- Stored entries -
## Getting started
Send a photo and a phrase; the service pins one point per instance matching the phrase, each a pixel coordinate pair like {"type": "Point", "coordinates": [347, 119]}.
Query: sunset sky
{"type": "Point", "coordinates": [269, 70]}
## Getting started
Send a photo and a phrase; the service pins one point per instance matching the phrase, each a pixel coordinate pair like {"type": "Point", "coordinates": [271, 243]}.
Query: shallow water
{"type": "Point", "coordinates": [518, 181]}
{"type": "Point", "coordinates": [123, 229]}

- DESCRIPTION OF THE TASK -
Copy all lines from the data that hold the word "pins".

- OUTPUT OF THE TASK -
Send a photo and a phrase; the service pins one point per instance matching the phrase, each a pixel coordinate pair like {"type": "Point", "coordinates": [347, 119]}.
Send a photo and a phrase; the service pins one point per instance matching the phrase, each a pixel coordinate pair like {"type": "Point", "coordinates": [271, 243]}.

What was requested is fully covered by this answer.